Exercise:
Repeat the whole of the data, keeping every detail the same.

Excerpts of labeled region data
-- start --
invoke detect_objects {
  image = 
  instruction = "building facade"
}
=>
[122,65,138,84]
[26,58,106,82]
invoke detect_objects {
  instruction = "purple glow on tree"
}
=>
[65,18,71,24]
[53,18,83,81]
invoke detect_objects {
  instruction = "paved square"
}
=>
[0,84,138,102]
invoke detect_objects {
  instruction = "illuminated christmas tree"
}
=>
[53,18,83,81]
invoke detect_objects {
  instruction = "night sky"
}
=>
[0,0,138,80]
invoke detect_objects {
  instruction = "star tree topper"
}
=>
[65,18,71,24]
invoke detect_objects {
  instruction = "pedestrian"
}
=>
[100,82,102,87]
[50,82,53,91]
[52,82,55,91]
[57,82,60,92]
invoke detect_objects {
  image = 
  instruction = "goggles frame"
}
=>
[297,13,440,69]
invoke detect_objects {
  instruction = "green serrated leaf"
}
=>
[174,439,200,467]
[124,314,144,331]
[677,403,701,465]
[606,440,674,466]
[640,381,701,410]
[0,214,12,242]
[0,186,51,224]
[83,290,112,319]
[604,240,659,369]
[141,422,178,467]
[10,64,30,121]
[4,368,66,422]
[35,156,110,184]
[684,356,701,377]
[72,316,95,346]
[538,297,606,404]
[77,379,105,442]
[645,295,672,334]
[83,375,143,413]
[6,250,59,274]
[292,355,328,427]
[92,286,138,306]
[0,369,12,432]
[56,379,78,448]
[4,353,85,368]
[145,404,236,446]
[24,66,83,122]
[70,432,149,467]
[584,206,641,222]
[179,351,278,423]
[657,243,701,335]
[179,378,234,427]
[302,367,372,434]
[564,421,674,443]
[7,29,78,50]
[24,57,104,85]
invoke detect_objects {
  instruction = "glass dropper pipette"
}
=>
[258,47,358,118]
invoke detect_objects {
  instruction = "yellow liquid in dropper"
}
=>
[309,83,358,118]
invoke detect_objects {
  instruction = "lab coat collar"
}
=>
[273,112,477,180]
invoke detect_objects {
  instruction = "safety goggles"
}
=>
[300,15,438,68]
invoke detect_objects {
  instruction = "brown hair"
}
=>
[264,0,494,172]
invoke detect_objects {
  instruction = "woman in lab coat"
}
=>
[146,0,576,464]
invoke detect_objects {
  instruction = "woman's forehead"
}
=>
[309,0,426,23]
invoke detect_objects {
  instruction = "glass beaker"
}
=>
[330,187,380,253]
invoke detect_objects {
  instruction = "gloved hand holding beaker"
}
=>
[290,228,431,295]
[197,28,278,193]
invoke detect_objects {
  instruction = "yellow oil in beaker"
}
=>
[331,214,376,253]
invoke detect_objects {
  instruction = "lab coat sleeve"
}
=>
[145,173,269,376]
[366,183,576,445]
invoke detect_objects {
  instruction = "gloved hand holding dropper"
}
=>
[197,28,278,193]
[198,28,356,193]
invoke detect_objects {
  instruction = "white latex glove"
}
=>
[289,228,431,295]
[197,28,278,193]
-- end --
Correct answer:
invoke detect_objects {
  image = 
  instruction = "building facade"
}
=>
[122,65,138,84]
[26,58,106,82]
invoke detect_objects {
  instruction = "purple glow on tree"
}
=>
[65,18,71,24]
[53,18,83,81]
invoke detect_objects {
  instruction = "paved square"
}
=>
[0,84,138,102]
invoke detect_objects {
  instruction = "illuminated christmas tree"
}
=>
[53,18,83,81]
invoke detect_objects {
  instruction = "night sky"
}
=>
[0,0,138,80]
invoke detect_objects {
  instruction = "star tree topper"
}
=>
[65,18,71,24]
invoke detect_objects {
  instruction = "pedestrian"
}
=>
[100,82,102,87]
[50,82,53,91]
[52,82,55,91]
[57,82,60,92]
invoke detect_objects {
  image = 
  instruction = "goggles frame"
}
=>
[297,13,440,69]
invoke detect_objects {
  instruction = "green serrated leaf"
}
=>
[174,439,200,467]
[124,314,144,331]
[677,403,701,465]
[606,440,674,466]
[640,381,701,410]
[0,214,12,242]
[0,186,51,224]
[83,290,112,319]
[604,240,659,369]
[141,422,178,467]
[10,64,30,121]
[4,368,66,422]
[35,156,110,184]
[684,356,701,377]
[72,316,95,346]
[538,297,606,404]
[77,379,105,442]
[645,295,672,334]
[83,375,143,413]
[6,250,59,274]
[292,355,328,427]
[92,286,138,306]
[0,369,12,432]
[56,379,78,448]
[4,353,85,368]
[145,404,236,446]
[24,66,83,122]
[70,432,149,467]
[584,206,641,222]
[179,351,278,423]
[657,243,701,335]
[179,378,234,427]
[302,367,372,434]
[564,421,674,443]
[7,29,78,50]
[24,57,104,85]
invoke detect_objects {
  instruction = "glass dropper pipette"
}
=>
[258,47,358,118]
invoke detect_objects {
  instruction = "yellow liquid in dropper"
}
=>
[309,83,358,118]
invoke detect_objects {
  instruction = "lab coat collar"
}
=>
[273,112,477,180]
invoke detect_objects {
  instruction = "safety goggles"
}
=>
[300,15,438,68]
invoke detect_objects {
  instruction = "brown hair"
}
=>
[264,0,494,172]
invoke detect_objects {
  instruction = "woman in lab coat"
}
=>
[146,0,576,464]
invoke detect_objects {
  instruction = "woman's forehead"
}
=>
[309,0,426,23]
invoke detect_objects {
  instruction = "glass beaker"
}
=>
[330,187,380,253]
invoke detect_objects {
  instruction = "gloved hand holding beaker"
}
=>
[290,228,431,295]
[197,28,278,193]
invoke detect_objects {
  instruction = "yellow oil in beaker"
}
=>
[331,214,376,253]
invoke detect_objects {
  instruction = "lab coat sleeve"
}
=>
[145,173,269,376]
[366,183,576,445]
invoke detect_objects {
  instruction = "gloved hand holding dropper"
}
=>
[197,28,278,193]
[198,28,356,193]
invoke detect_objects {
  instruction = "white latex glove"
}
=>
[289,228,431,295]
[197,28,278,193]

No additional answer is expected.